Your task is to reproduce exactly the lines from the line with "target | black molle webbing strap" through the end of the records below.

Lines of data
□ □ □ □

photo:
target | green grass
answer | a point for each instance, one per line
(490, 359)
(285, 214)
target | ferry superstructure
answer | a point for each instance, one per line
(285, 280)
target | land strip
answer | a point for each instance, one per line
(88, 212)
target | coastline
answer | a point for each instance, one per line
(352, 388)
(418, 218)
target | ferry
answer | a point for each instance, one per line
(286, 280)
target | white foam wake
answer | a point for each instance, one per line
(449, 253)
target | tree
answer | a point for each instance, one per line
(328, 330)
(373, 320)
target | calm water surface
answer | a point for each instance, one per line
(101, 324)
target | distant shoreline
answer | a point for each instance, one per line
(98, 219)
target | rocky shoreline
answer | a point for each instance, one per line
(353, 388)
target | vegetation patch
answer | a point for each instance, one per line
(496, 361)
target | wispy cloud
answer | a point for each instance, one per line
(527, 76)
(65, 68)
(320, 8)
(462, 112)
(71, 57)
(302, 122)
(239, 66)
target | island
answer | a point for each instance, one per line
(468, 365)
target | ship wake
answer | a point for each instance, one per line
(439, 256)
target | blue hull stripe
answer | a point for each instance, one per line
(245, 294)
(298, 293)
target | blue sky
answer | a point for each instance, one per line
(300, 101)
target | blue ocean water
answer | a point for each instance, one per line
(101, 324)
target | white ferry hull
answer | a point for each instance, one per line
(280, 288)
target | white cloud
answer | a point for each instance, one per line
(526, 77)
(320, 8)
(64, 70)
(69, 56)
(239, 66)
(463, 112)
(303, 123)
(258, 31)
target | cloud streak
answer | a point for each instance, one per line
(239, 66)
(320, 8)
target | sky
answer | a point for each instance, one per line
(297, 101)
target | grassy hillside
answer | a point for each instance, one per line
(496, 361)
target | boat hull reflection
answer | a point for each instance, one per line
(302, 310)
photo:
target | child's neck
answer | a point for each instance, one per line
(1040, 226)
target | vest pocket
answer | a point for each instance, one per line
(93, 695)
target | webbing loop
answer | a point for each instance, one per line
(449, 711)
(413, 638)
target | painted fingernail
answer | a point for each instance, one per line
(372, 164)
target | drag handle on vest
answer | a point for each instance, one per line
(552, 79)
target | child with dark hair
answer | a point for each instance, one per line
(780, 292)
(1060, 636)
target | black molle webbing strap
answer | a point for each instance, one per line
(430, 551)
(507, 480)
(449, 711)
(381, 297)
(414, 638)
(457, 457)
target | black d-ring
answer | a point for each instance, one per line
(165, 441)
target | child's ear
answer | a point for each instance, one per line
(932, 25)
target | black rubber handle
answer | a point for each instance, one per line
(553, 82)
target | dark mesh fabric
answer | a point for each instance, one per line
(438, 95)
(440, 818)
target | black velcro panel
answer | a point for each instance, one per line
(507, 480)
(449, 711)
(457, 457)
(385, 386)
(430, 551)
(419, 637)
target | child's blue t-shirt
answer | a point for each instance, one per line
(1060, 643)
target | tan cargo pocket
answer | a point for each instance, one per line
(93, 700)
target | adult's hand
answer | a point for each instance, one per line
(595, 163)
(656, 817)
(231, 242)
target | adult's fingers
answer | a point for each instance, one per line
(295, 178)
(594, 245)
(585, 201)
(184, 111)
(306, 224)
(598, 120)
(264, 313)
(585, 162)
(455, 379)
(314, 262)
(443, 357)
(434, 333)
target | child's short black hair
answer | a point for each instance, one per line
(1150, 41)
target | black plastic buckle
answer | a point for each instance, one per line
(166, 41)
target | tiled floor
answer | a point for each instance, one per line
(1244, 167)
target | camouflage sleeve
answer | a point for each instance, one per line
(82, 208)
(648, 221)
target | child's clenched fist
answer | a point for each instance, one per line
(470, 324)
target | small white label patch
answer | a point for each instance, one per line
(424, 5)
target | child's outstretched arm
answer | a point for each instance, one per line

□ □ □ □

### ANSWER TO THIS EXERCISE
target | black molle webbing strap
answer | a point for each instance, one per line
(430, 551)
(507, 480)
(449, 711)
(381, 297)
(414, 638)
(457, 457)
target | black d-ring
answer | a point for each instance, one per line
(165, 441)
target | child's ear
answer | a point for each instance, one per line
(932, 25)
target | black rubber handle
answer | a point for each instance, one per line
(553, 82)
target | dark mesh fabric
answer | a point for each instance, one per line
(438, 95)
(440, 818)
target | black velcro panel
answer | a point for each instance, one per line
(507, 480)
(449, 711)
(457, 457)
(385, 386)
(430, 551)
(419, 637)
target | child's blue t-shirt
answer | a point for each instance, one per line
(1060, 643)
target | tan cargo pocket
answer | a point for each instance, one per line
(93, 700)
target | adult's hand
answer | a point for each instance, one per line
(595, 163)
(656, 817)
(231, 242)
target | adult's fingers
answer | a point for each instance, one per line
(295, 178)
(594, 245)
(585, 201)
(184, 111)
(306, 224)
(598, 120)
(264, 313)
(585, 162)
(455, 379)
(314, 262)
(443, 357)
(434, 333)
target | child's short black hair
answer | a point for each instance, one per line
(1150, 41)
target | black plastic buckle
answer | a point for each instance, one per line
(166, 41)
target | tiled floor
answer | a point for each instance, one per line
(1244, 167)
target | camouflage sleeve
answer | a point for each instance, one per line
(82, 208)
(648, 221)
target | child's clenched fist
answer | a point for each instance, one per line
(470, 324)
target | small white label patch
answer | a point for each instance, one per line
(424, 5)
target | child's outstretched arm
answer | a point for each instance, one per line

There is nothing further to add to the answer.